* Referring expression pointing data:
+++++

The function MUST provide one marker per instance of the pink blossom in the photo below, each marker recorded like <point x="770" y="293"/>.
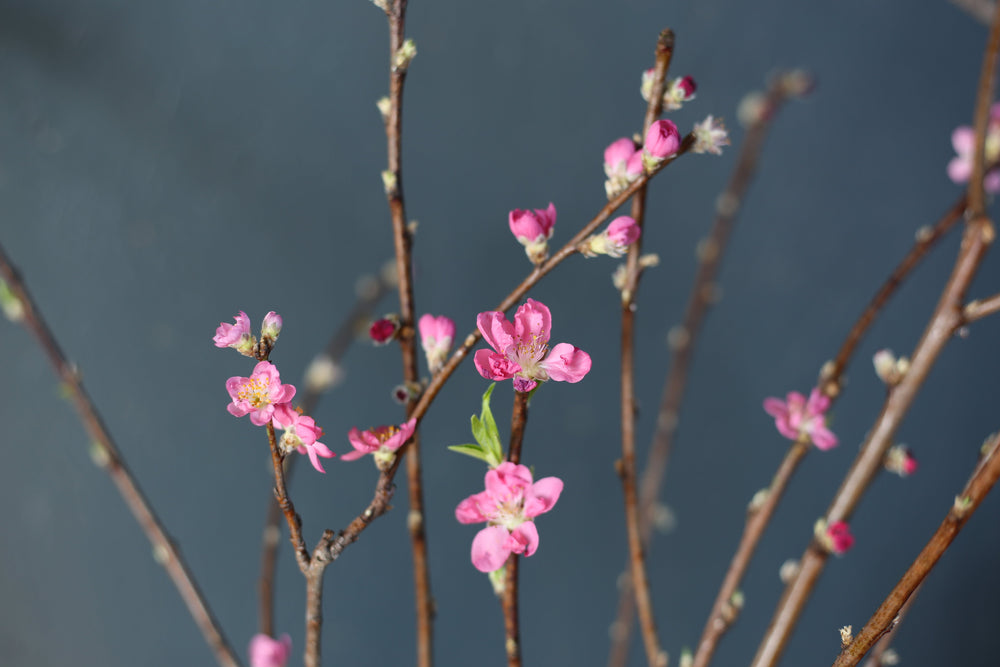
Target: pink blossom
<point x="300" y="434"/>
<point x="662" y="140"/>
<point x="533" y="229"/>
<point x="258" y="394"/>
<point x="710" y="136"/>
<point x="382" y="442"/>
<point x="797" y="418"/>
<point x="622" y="165"/>
<point x="508" y="505"/>
<point x="838" y="538"/>
<point x="383" y="330"/>
<point x="267" y="652"/>
<point x="436" y="336"/>
<point x="234" y="335"/>
<point x="963" y="140"/>
<point x="521" y="349"/>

+++++

* REQUIREMENT:
The result should be every line of the data, reproduced exactly, with the images removed.

* RESPONSE:
The function MUST provide one marker per instance of the pink blossom in the photo below, each marker recorded like <point x="770" y="293"/>.
Target: pink blossom
<point x="300" y="434"/>
<point x="662" y="140"/>
<point x="533" y="229"/>
<point x="258" y="394"/>
<point x="710" y="136"/>
<point x="382" y="442"/>
<point x="797" y="418"/>
<point x="622" y="165"/>
<point x="508" y="505"/>
<point x="838" y="538"/>
<point x="383" y="330"/>
<point x="267" y="652"/>
<point x="436" y="336"/>
<point x="234" y="335"/>
<point x="963" y="140"/>
<point x="521" y="349"/>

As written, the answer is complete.